### TASK OBJECTIVE
Count up the lines in the following listing that hold the word "front", then give only that count.

** GIVEN RECORDS follows **

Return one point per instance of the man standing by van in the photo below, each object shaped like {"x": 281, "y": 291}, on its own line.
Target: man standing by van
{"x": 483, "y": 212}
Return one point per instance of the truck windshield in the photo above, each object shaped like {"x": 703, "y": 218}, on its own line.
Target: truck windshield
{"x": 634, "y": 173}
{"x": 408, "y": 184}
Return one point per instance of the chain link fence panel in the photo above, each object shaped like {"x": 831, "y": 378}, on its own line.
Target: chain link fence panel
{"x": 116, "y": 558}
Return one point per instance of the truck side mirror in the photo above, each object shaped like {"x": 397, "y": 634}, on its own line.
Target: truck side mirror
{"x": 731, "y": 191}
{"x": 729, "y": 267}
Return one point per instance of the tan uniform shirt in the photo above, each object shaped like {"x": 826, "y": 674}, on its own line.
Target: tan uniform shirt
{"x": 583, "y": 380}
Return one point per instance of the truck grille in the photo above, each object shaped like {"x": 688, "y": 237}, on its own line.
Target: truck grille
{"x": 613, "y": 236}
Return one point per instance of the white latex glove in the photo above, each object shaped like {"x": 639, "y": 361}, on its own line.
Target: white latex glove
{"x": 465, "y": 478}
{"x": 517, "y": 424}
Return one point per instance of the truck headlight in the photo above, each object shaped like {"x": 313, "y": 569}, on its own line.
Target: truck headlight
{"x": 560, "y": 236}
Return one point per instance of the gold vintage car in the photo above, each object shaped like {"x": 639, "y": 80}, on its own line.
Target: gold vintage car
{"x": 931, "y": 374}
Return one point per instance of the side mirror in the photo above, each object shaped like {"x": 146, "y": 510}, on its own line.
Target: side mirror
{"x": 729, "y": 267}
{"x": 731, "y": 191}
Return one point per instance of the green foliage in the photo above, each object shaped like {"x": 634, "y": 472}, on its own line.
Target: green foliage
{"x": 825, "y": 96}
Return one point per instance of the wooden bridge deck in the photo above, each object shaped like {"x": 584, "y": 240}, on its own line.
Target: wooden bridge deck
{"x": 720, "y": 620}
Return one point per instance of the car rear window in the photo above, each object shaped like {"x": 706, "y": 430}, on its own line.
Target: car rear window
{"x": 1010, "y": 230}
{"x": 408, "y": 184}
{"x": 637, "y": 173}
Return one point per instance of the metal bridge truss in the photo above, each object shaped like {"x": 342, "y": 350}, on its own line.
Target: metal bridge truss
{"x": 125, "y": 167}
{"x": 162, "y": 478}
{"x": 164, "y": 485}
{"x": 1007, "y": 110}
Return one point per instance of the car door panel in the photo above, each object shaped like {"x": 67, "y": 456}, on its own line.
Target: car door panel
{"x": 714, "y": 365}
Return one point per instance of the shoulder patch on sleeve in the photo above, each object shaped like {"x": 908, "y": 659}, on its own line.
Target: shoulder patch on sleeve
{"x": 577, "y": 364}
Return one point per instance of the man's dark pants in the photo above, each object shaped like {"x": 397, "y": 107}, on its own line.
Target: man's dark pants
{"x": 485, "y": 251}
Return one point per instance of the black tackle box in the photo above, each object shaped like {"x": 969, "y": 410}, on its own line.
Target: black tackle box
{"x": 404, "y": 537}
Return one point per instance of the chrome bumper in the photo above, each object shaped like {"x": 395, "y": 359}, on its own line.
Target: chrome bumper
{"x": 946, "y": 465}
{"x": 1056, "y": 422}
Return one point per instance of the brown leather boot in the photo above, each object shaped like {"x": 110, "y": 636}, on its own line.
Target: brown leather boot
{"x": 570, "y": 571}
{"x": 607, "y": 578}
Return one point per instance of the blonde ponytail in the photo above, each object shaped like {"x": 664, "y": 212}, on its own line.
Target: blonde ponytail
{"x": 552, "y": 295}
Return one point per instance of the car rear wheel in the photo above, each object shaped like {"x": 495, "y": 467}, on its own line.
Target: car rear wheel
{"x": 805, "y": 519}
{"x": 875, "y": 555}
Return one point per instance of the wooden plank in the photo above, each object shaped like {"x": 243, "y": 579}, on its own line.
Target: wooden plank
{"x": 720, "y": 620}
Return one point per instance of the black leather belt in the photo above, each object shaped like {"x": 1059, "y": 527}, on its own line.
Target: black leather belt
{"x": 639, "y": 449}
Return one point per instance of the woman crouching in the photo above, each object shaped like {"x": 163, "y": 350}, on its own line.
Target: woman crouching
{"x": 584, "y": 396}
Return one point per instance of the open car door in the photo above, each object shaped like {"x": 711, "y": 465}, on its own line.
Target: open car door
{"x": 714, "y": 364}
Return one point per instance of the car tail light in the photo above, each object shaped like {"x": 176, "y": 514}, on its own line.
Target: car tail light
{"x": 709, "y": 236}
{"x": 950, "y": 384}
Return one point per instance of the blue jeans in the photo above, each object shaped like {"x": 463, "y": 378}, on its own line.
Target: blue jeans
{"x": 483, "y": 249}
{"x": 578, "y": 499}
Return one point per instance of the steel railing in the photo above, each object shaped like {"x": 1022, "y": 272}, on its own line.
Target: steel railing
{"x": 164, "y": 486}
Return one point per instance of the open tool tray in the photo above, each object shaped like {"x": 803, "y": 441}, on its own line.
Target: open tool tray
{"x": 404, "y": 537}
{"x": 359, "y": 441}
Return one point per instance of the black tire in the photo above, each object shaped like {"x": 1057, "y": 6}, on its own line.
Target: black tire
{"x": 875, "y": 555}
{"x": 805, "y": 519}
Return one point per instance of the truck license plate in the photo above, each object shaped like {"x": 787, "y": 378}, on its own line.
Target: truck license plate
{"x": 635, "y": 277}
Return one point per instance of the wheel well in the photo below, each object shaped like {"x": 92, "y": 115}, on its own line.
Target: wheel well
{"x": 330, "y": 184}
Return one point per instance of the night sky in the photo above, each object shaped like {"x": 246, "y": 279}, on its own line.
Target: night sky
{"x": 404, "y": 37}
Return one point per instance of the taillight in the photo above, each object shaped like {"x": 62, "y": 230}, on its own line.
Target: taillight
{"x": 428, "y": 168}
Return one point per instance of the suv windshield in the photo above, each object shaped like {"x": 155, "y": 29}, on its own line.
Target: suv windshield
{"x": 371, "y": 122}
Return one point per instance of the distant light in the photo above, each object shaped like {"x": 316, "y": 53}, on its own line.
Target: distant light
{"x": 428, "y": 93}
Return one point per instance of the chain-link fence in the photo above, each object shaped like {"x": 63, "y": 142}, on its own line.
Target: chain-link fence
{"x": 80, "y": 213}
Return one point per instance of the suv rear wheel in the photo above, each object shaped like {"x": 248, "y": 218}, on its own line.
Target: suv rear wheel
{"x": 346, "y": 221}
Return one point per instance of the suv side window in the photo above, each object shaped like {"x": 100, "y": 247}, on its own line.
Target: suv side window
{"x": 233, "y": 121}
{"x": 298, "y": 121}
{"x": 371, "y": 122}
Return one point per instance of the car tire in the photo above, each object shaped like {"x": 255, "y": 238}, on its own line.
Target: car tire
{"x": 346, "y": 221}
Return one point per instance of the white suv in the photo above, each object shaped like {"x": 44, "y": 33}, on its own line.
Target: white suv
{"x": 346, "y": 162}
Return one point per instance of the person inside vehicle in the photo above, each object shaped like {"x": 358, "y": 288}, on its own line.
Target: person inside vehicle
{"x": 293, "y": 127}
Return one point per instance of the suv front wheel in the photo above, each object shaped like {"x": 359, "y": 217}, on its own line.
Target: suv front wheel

** End of GIVEN RECORDS **

### RESULT OF THIS TASK
2